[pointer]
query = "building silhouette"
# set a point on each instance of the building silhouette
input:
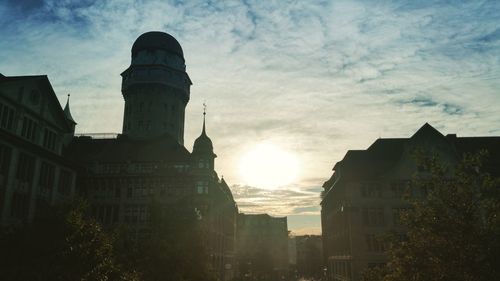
(33, 132)
(262, 246)
(363, 198)
(125, 177)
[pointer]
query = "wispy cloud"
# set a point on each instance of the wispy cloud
(317, 77)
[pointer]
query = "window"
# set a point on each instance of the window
(25, 168)
(5, 155)
(373, 216)
(374, 244)
(399, 188)
(396, 215)
(136, 213)
(46, 180)
(29, 129)
(6, 117)
(49, 139)
(117, 192)
(20, 205)
(64, 182)
(202, 187)
(203, 163)
(371, 190)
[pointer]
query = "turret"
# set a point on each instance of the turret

-- -- --

*PROBLEM DETAILS*:
Everything in the records except the pictures should be printed again exactly.

*TASK SOLUTION*:
[pointer]
query = "building silhouette"
# set a point on each instance of the building silhouette
input:
(33, 132)
(262, 246)
(363, 198)
(125, 177)
[pointer]
query = "wispy cloud"
# set a point on each instance of the wispy cloud
(317, 77)
[pointer]
query = "window"
# set a point on each instance of the window
(25, 168)
(5, 155)
(373, 216)
(374, 244)
(399, 188)
(396, 215)
(136, 213)
(46, 180)
(29, 129)
(6, 117)
(49, 139)
(117, 192)
(20, 205)
(64, 182)
(202, 187)
(203, 163)
(371, 190)
[pointer]
query = "turret"
# set a point on each instance of the turret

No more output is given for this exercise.